== Extracted text

While I was waiting in Germany, Japan had requested extradition from Germany.

Knowing that if extradited to Japan I would most likely never leave that country, at least not alive, I elected to depart Germany.

The Japanese were accusing me of ordering Peter Bethune to trespass on a Japanese whaling ship by boarding it after the ship had cut his own vessel in two. Bethune was arrested and taken back to Japan where he struck a plea agreement with the Japanese, exchanging a suspended sentence for an accusation that I had ordered him to board the vessel.

In actual fact I am on camera on the Animal Planet show Whale Wars advising him not to board the Japanese vessel.

I left Germany and boarded a small sailboat in the Netherlands where I proceeded to cross both the Atlantic and Pacific Ocean. I did not have any passports or papers so I could not go on land. However I did manage after four months to reach the waters off American Samoa in the South Pacific where I rejoined my ship the Steve Irwin in time for the voyage to the Southern Ocean Whale Sanctuary to once again intervene against the illegal whaling operations by the Japanese whaling fleet.

====
== Information supplied

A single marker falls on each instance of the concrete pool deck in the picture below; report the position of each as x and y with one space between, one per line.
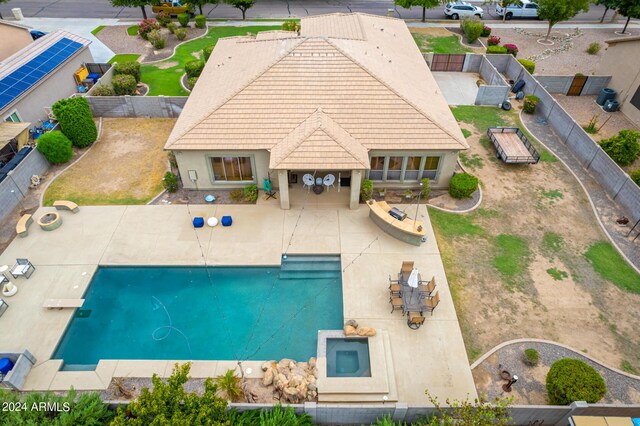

====

• [Objective]:
Can you resume the first-person account of leaving Germany to avoid extradition to Japan, beginning right after its last sentence about rejoining the Steve Irwin?

• [Result of the task]:
It was a week after leaving Germany that the Costa Rican and the Japanese warrants were accepted by Interpol making it impossible for me to land onshore anywhere. This was done more on Germany’s request than Costa Rica or Japan although Germany has since dropped their warrant for me.

Pete Bethune has since signed an affidavit stating that he signed the accusations under duress but despite this, Interpol refuses to drop the Red Listing.

No one has ever been placed on the Interpol Red List for trespassing and especially when the person was not the actual person trespassing.

However I am not overly surprised. The real reason that I am on the list is because I have led eight campaigns to the Southern Ocean to oppose the illegal whaling activities of the Japanese whaling fleet and it has cost them tens of millions of dollars in lost profits.

In 2011, the Japanese whalers were allocated $30 Million U.S. from the Tsunami Relief Fund for the purpose of shutting down Sea Shepherd and myself. With that money they are suing Sea Shepherd in the U.S., hiring P.R. firms to demonize Sea Shepherd and myself, and increasing their security around their ships.

Despite this, Sea Shepherd interventions in January and February 2013 prevented the Japanese whalers from killing 90% of their intended victims.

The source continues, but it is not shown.